■ EXERCISE DESCRIPTION ■
Gather every line of the material below that contains the string "steel", treating uppercase and lowercase as different.

■ EXTRACTED DATA ■

▬▬▬

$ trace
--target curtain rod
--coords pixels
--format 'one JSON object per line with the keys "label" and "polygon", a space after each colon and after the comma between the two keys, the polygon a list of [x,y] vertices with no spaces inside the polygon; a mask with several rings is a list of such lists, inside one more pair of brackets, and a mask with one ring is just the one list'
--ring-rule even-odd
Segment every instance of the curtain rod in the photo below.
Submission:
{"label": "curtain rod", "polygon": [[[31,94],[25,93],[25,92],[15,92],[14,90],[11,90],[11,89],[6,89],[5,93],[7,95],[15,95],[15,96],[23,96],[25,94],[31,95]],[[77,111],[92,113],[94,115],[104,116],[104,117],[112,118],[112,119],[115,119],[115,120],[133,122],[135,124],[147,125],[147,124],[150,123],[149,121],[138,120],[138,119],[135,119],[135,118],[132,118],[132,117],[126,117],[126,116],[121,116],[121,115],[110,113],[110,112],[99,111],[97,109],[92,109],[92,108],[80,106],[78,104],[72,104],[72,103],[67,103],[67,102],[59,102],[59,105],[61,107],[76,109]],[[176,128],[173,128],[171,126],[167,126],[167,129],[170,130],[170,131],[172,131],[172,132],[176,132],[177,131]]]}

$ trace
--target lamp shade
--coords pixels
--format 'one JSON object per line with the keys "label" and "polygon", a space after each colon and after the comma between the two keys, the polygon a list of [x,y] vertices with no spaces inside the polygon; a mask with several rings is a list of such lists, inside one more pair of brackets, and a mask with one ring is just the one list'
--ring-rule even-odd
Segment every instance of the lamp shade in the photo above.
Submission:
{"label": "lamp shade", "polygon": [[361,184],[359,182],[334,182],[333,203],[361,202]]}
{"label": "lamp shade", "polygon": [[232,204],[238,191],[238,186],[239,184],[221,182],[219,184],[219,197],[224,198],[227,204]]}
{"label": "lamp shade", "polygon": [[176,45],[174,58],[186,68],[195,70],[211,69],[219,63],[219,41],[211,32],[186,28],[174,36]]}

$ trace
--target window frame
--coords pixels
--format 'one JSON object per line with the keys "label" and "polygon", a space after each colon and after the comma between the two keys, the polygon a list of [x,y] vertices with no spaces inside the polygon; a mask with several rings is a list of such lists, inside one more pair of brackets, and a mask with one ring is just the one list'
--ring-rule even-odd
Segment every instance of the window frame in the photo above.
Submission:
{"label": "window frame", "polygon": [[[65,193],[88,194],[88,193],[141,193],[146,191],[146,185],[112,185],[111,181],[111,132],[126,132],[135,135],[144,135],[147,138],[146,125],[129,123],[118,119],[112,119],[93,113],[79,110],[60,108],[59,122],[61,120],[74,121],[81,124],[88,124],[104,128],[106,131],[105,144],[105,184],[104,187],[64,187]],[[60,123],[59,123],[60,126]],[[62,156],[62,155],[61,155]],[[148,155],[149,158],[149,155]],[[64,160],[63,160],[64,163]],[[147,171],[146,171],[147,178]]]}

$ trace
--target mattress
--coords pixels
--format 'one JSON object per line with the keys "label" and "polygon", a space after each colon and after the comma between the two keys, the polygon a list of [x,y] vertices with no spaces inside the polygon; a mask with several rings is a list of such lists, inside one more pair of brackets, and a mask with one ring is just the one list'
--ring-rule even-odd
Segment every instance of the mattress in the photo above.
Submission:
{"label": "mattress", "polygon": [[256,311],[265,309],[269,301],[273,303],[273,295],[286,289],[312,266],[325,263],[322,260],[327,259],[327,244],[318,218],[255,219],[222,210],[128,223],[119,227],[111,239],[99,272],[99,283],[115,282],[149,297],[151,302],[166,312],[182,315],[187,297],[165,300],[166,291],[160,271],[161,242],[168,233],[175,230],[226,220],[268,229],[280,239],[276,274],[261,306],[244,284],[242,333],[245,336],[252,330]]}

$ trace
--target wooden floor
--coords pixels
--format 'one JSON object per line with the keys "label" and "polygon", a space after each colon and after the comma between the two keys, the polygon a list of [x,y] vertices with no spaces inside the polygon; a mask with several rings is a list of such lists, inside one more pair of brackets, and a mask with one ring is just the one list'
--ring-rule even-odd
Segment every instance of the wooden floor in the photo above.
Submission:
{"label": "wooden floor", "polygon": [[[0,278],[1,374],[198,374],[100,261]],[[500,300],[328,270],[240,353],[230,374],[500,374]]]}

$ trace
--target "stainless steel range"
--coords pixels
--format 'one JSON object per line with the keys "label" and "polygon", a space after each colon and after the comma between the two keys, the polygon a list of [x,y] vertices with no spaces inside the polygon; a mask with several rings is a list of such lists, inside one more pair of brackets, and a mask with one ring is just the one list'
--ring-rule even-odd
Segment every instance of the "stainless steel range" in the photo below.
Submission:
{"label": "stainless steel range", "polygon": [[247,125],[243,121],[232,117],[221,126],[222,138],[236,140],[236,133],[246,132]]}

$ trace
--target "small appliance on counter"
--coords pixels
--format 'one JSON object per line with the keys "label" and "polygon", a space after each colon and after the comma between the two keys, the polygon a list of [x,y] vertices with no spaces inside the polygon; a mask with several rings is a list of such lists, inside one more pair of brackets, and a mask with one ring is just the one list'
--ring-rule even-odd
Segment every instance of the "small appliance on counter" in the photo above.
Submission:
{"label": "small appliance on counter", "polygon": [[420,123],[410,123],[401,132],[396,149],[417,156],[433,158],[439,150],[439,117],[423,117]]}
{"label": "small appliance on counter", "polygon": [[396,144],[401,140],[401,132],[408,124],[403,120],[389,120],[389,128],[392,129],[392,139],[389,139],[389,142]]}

▬▬▬

■ TASK SOLUTION ■
--target "stainless steel range"
Segment every instance of the "stainless steel range" in the photo below.
{"label": "stainless steel range", "polygon": [[247,125],[243,121],[232,117],[221,126],[222,138],[236,140],[236,133],[246,132]]}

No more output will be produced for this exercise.